Pointing and labeling entries:
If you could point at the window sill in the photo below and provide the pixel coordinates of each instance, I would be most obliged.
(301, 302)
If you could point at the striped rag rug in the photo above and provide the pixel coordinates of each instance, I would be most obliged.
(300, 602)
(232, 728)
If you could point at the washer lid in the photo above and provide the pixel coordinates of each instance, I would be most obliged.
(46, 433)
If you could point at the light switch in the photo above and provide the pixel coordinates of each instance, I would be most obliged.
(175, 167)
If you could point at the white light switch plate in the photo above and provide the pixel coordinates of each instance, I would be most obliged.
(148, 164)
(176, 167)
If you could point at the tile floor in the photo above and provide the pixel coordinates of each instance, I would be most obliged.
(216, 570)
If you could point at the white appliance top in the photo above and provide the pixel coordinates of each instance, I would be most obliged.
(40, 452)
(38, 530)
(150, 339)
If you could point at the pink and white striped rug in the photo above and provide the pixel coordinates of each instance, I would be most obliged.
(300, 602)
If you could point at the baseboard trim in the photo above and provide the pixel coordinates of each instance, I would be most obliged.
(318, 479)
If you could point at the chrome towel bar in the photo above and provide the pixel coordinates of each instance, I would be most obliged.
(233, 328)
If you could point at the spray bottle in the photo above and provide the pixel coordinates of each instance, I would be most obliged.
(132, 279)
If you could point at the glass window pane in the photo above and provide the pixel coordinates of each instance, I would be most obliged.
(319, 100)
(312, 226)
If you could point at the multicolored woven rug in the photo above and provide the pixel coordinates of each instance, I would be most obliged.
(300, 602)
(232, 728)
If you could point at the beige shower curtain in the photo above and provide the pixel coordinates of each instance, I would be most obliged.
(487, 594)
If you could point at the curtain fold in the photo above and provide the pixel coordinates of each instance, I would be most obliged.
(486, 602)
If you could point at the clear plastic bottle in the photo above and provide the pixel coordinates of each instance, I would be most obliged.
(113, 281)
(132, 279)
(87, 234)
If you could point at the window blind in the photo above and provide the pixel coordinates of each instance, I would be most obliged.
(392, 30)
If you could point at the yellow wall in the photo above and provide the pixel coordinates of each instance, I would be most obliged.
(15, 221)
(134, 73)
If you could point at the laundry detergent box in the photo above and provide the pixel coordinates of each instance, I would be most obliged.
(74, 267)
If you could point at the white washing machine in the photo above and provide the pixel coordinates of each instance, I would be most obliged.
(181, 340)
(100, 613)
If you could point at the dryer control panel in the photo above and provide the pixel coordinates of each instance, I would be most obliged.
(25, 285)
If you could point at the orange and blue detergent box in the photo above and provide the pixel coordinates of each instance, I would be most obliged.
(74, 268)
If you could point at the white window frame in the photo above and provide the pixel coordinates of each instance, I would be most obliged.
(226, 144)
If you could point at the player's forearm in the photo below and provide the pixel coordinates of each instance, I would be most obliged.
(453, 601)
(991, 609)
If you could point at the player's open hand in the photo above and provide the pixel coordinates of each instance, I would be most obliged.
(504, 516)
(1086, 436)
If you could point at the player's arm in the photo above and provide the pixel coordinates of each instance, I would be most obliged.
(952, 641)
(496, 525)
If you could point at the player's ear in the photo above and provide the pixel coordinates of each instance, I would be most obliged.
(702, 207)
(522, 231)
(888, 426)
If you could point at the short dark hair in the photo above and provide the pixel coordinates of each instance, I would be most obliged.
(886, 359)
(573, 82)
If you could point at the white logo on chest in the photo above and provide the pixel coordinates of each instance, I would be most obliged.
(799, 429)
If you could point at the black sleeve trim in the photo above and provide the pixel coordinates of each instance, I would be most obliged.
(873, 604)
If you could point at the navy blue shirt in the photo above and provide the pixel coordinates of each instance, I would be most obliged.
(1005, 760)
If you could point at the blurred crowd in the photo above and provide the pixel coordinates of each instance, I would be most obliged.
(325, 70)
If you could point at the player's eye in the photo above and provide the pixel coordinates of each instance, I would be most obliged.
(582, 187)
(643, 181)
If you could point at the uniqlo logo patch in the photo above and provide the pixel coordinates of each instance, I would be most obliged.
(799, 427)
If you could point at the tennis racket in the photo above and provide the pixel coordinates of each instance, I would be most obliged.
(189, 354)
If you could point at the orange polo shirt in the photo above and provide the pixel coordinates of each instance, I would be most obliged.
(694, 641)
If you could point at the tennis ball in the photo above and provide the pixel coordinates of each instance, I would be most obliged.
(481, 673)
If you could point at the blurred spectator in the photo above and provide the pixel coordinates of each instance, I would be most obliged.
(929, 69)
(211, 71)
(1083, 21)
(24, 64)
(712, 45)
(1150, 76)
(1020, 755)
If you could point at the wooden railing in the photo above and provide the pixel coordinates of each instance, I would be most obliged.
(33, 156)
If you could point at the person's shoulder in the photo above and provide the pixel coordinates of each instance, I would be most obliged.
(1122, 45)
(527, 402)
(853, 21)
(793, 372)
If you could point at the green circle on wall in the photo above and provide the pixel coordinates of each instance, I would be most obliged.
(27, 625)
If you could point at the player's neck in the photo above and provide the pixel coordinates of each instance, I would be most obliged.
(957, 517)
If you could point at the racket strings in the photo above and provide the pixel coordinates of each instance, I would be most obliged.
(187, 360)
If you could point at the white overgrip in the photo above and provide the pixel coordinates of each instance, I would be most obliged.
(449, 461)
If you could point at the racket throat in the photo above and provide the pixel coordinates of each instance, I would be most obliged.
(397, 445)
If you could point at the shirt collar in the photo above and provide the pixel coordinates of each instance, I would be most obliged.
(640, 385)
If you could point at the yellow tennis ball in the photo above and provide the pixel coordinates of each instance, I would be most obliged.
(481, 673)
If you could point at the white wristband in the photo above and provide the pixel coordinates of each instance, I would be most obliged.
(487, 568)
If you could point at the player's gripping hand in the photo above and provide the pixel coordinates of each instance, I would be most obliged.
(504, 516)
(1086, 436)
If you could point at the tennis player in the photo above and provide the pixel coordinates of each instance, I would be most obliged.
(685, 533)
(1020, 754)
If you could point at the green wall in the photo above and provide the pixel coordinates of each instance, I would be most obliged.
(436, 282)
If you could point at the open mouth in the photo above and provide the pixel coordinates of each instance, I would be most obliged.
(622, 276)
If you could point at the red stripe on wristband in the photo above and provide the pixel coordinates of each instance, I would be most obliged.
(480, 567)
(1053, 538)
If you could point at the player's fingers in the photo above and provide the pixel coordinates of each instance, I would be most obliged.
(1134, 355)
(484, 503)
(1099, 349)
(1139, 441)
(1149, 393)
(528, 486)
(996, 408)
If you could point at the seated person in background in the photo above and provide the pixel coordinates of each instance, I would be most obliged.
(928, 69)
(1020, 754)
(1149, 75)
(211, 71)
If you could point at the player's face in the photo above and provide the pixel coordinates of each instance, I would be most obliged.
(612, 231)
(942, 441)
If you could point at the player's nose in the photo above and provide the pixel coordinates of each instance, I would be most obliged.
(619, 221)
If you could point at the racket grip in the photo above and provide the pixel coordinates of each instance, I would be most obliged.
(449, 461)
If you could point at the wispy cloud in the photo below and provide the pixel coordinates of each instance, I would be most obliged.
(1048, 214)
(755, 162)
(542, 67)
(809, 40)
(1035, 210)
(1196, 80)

Task to carry out: Return the line that contains "If you could point at the player's face" along with every line after it through the end of the entries, exactly, adding nothing.

Expected answer:
If you could point at the player's face in the photo above and provide the pixel coordinates of each instance, I would be most obliged.
(612, 231)
(942, 441)
If you could point at the player's nose in the photo above and provide the pixel coordinates of each instance, I would be most obliged.
(619, 221)
If you could point at the racket grip in the photo above and provide the pixel coordinates of each instance, I would be most obliged.
(449, 461)
If you could point at the wispy cloud in the photo below and provide the pixel coordinates of each instance, I would be most obliged.
(1048, 214)
(755, 162)
(542, 67)
(809, 40)
(1035, 210)
(1196, 80)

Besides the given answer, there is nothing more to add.